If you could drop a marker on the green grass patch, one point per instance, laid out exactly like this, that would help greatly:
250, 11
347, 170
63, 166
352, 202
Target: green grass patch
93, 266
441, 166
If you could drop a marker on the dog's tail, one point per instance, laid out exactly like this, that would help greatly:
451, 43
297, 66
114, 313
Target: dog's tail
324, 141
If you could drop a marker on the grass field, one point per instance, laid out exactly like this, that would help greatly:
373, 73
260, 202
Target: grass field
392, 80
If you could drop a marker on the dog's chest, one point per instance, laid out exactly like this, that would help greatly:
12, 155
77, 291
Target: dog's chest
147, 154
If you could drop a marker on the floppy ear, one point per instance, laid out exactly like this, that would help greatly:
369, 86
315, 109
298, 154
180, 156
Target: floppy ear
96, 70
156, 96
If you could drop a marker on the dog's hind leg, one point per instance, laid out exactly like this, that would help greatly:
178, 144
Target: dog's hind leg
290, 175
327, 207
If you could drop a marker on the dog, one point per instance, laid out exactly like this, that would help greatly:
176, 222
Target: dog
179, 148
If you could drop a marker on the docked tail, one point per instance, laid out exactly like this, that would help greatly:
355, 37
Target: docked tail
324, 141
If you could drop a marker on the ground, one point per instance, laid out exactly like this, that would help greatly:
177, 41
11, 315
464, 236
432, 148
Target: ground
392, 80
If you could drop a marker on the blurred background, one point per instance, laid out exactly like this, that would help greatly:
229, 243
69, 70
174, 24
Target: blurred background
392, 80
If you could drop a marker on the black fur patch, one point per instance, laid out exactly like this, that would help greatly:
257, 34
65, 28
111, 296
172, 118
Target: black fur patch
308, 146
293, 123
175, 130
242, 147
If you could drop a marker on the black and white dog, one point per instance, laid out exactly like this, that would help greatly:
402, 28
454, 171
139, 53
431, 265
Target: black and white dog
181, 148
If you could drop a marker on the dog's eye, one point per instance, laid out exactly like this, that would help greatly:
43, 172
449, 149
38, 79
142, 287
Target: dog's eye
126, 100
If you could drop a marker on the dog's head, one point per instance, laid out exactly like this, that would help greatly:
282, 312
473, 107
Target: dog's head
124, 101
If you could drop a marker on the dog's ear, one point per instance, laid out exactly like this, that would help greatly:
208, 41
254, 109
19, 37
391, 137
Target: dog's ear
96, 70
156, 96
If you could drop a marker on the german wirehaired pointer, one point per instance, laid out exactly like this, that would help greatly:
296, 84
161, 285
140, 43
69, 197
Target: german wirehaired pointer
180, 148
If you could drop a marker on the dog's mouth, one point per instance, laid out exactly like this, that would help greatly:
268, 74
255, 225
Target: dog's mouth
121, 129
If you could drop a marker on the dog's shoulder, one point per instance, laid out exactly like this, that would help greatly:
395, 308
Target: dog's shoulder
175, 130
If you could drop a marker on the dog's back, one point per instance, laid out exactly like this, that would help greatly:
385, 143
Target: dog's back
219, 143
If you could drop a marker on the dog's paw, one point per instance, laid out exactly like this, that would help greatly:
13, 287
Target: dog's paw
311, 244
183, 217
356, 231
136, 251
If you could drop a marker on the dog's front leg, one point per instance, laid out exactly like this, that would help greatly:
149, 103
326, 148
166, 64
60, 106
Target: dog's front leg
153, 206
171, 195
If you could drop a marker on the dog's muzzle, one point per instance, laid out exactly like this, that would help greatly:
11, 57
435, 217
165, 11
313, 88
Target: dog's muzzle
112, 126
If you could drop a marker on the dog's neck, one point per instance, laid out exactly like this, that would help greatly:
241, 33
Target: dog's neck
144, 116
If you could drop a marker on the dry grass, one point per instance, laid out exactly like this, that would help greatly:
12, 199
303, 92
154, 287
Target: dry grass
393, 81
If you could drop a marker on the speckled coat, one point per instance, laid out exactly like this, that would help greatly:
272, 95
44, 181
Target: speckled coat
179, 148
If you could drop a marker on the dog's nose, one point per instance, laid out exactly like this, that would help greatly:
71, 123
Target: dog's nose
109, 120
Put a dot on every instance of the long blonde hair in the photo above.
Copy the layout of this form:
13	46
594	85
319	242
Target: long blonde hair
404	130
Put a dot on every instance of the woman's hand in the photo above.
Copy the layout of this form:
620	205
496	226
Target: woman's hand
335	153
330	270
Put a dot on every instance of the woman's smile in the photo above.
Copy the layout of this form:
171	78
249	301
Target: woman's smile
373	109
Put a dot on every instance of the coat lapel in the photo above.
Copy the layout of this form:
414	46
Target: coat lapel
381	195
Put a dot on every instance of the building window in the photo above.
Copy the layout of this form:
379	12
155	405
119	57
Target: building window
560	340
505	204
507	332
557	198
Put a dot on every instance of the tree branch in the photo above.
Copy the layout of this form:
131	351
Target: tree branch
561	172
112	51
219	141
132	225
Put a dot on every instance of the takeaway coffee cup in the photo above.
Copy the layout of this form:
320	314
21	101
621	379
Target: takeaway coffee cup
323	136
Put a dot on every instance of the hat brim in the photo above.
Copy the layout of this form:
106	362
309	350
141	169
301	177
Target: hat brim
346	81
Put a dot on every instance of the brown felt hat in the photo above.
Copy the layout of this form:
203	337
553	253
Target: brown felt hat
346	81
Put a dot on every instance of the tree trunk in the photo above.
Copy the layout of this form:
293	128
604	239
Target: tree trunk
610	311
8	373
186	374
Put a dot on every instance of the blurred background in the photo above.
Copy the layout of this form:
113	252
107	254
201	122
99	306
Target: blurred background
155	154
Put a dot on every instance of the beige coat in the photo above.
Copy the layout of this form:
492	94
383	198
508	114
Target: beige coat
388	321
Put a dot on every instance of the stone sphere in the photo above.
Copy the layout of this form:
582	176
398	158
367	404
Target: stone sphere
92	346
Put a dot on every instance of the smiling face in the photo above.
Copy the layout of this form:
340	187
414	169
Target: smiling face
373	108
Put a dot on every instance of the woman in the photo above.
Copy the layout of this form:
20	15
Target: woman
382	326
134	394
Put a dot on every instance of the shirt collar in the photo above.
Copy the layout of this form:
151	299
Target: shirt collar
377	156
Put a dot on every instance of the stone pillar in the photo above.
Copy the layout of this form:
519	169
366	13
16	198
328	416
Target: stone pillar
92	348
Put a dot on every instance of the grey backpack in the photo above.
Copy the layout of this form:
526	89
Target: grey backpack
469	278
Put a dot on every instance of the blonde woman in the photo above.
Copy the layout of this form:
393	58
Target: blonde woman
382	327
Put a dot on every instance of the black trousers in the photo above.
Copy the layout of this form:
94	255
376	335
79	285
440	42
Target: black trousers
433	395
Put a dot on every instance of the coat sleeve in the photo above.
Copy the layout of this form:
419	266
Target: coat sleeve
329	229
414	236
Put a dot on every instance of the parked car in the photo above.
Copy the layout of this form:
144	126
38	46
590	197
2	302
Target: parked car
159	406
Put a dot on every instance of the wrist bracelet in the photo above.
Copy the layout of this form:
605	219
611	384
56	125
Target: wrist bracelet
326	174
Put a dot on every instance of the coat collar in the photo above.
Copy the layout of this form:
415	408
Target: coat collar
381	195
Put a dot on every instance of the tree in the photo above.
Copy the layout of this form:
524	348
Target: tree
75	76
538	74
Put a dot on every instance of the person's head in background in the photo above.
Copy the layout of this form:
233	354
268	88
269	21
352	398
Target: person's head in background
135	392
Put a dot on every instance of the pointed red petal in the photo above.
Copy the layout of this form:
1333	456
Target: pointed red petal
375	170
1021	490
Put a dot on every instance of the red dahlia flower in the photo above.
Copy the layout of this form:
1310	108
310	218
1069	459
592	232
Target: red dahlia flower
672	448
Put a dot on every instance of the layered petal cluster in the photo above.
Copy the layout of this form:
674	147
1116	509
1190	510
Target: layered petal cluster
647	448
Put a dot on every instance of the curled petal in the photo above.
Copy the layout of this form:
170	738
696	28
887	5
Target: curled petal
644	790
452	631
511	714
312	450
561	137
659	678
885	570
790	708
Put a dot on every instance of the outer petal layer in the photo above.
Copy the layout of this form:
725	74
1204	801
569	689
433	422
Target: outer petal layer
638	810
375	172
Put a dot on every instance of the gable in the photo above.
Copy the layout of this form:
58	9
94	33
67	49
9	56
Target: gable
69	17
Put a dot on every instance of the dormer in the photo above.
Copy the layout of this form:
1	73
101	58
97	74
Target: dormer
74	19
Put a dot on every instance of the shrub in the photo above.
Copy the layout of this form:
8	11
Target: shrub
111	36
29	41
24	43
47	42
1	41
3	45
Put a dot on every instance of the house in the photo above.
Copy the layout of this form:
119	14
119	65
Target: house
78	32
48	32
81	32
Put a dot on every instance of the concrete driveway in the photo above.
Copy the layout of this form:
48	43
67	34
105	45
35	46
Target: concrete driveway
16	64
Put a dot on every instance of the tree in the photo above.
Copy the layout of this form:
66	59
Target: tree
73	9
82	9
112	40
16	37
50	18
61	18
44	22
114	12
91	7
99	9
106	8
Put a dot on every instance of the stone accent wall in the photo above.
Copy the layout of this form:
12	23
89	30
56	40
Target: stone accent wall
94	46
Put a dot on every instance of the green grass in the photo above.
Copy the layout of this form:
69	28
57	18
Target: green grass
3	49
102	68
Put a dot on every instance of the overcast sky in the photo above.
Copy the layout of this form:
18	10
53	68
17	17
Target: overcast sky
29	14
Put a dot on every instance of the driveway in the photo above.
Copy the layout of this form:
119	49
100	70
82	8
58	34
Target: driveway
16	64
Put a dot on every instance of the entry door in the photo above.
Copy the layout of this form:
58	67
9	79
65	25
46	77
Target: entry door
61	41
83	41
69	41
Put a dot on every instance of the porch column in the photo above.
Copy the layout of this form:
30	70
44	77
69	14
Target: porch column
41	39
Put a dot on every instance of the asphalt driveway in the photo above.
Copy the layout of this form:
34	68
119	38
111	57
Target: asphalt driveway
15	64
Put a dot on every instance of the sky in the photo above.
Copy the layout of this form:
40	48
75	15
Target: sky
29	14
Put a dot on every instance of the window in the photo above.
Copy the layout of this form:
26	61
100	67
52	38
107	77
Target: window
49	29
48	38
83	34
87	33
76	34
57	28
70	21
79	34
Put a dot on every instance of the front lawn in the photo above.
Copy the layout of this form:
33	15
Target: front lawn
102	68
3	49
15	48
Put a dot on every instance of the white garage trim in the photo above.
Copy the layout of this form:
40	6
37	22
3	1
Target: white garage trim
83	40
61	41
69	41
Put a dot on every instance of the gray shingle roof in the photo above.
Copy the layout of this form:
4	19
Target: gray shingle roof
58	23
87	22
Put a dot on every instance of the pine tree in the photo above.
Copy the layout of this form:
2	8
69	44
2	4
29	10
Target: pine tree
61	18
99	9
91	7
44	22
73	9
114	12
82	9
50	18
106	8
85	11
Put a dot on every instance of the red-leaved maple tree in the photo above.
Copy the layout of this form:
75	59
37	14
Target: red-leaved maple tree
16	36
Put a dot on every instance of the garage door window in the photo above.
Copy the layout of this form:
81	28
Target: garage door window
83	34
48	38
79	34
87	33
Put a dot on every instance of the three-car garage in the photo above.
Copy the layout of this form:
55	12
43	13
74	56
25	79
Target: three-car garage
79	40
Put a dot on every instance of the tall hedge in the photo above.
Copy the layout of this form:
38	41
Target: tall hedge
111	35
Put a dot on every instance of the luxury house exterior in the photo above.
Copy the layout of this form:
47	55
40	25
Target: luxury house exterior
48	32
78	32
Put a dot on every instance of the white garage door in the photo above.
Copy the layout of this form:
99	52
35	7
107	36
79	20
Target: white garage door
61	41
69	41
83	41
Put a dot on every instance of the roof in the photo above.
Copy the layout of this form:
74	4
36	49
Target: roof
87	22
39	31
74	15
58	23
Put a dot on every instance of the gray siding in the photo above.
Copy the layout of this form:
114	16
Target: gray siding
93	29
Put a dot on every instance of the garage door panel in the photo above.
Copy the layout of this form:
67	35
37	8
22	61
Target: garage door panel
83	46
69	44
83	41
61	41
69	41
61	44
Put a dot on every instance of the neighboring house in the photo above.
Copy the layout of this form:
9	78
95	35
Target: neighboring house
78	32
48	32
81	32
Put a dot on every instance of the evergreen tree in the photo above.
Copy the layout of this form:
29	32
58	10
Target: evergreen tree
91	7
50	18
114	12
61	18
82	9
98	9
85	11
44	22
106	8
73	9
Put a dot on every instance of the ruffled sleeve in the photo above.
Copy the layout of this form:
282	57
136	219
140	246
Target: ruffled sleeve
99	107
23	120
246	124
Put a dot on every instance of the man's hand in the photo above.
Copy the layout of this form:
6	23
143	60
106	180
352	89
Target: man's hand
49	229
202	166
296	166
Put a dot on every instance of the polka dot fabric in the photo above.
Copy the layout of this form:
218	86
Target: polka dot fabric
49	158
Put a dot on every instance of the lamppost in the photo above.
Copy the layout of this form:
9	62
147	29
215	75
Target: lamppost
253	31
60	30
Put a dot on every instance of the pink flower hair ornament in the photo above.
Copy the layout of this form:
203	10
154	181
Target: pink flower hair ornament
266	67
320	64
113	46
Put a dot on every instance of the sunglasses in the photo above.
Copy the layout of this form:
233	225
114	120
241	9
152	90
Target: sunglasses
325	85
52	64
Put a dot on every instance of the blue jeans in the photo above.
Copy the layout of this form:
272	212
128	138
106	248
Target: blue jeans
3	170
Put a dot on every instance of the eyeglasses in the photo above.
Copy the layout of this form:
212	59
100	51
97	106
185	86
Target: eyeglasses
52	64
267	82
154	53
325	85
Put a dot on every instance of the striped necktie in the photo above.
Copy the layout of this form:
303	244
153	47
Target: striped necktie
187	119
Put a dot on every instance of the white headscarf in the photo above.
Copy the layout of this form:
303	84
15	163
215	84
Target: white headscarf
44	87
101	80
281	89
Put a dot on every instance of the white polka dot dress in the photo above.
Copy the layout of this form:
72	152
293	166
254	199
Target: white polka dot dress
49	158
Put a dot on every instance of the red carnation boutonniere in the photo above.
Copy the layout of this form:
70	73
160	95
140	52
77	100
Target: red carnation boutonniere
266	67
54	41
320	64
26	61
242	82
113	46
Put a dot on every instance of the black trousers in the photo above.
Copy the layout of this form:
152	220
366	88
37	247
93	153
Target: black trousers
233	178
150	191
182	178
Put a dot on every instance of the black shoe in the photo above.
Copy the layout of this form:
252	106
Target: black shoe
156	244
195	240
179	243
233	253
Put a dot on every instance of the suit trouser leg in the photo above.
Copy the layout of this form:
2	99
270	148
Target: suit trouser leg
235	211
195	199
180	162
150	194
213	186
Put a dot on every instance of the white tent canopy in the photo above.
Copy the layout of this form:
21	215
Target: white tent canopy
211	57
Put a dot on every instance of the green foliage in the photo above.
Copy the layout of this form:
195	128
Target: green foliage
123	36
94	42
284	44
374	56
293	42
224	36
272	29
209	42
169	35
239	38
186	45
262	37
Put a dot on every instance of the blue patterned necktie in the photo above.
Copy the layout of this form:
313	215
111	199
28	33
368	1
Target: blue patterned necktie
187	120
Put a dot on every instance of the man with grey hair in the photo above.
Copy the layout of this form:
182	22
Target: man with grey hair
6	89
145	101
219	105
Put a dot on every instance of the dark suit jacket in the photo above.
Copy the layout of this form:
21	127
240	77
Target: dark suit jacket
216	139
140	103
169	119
--*--
• Task instructions: The range runs from the line above containing "Put a dot on every instance of the woman's smile" to the line containing "Put a dot on every instance of the tree branch", inclusive. Restate those lines word for word and no others.

• Written answer:
Put a dot on every instance of the woman's smile in the photo above.
Copy the layout of this form:
171	78
249	301
Target: woman's smile
373	109
Put a dot on every instance of the coat lapel in the photo above.
Copy the layout of this form:
414	46
Target: coat lapel
381	195
Put a dot on every instance of the building window in the photo above.
Copy the layout of this form:
379	12
155	405
119	57
Target: building window
560	340
505	204
507	332
557	198
Put a dot on every instance of the tree branch in the photo above.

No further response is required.